**Reading text:**

-----

Dick Battin stood on his driveway in the New England frosty pre-dawn back in October 1957, straining his eyes to see Sputnik fly overhead. It was amazing. Watching that little point of light scoot silently across the sky made Battin’s heart pound. A human-made hunk of metal was actually orbiting Earth!
Walking back to his house, Battin’s mind raced. Oh, how he wished he’d never left the MIT Instrumentation Laboratory a year and a half ago. He’d regretted it since the day he decided to move on to what he thought were greener pastures. But now, his regret became a steadfast resolve to somehow get back to the Lab again, because he knew – he was absolutely certain without a doubt – that Doc Draper would be getting his hand in this new venture of space exploration. And Battin wanted in, too.
Doc — Dr. Charles Stark Draper — had created a teaching laboratory in the early 1930s for his aeronautics classes at the Massachusetts Institute of Technology. At first, the Lab allowed students to get hands-on experience with things like wiring fuel and altitude gauges for airplanes, but over time became a full-up laboratory, developing the instrumentation needed for aircraft navigation. During World War II, Draper’s Lab expanded, and they moved off campus into the old Whittemore Shoe Polish factory by the railroad tracks on Cambridge’s Massachusetts Avenue.
The lab became known as the Confidential Instrument Development Laboratory, producing technological advances such as early guidance systems and gyroscopic equipment that led to the Mark 14 gunsight used by the Navy’s anti-aircraft weaponry. About 85,000 of the gunsights were produced at a company called Sperry Gyroscopes, building Draper’s reputation within the military and his prestige at MIT, as the royalty for the gunsights became a primary source of funding for the university.
But Draper’s pride, joy and primary focus came in inventing a practical application for specialized inertial instruments — gyroscopes and accelerometers — to do autonomous onboard navigation. Based on the missile guidance systems, Draper created a new system that could continuously calculate via dead reckoning the position, orientation, and velocity of an aircraft. It would eliminate the need for more arduous methods of navigation, such as radio navigation or pilots conducting celestial star sightings to plot a ‘fix’ on a map. With a few more tweaks and advances, Draper felt his system possibly could autonomously ‘pilot’ an aircraft.

-----

**Requirements:**
According to the text above about Draper's laboratory, where did the Lab move during World War II?

Records from a collection:
-----

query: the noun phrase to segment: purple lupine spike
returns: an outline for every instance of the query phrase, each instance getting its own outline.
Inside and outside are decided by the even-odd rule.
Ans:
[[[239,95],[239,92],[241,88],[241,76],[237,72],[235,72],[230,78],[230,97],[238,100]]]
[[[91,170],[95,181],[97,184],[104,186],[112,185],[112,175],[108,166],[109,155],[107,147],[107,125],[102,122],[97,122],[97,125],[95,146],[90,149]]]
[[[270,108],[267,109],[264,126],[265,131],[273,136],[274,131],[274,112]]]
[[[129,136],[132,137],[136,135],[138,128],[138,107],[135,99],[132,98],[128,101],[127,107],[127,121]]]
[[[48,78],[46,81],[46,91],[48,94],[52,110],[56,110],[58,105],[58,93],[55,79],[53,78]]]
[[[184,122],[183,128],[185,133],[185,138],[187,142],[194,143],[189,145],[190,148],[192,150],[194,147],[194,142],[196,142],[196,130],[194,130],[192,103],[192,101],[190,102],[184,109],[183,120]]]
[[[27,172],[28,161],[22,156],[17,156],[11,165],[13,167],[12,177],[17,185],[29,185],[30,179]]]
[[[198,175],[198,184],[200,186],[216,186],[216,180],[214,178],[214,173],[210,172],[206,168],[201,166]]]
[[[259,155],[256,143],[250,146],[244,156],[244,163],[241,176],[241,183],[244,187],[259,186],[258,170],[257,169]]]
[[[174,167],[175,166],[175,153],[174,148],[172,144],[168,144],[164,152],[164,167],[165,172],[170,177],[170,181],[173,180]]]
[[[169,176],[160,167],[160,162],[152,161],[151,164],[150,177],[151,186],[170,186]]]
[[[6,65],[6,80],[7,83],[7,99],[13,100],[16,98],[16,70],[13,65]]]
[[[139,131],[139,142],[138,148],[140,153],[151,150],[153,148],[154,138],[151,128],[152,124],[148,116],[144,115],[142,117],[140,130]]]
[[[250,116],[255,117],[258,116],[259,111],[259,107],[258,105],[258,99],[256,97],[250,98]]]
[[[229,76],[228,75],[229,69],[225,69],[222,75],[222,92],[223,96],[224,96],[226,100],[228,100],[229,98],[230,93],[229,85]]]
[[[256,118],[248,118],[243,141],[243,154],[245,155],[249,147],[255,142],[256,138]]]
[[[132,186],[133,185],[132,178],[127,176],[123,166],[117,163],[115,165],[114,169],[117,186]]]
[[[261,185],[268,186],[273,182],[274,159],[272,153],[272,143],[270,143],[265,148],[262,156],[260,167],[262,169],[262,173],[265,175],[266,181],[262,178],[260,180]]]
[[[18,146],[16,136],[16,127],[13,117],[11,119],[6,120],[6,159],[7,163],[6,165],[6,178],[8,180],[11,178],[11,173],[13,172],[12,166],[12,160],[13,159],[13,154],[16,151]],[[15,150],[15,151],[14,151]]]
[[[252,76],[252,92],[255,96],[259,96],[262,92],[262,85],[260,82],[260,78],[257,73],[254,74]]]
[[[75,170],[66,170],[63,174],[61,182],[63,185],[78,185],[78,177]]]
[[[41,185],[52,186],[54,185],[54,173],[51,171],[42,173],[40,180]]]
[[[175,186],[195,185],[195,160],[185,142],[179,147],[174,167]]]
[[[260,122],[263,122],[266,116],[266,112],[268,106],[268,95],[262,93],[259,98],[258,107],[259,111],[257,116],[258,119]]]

-----

**Full output:**
Into the old Whittemore Shoe Polish factory by the railroad tracks on Cambridge's Massachusetts Avenue.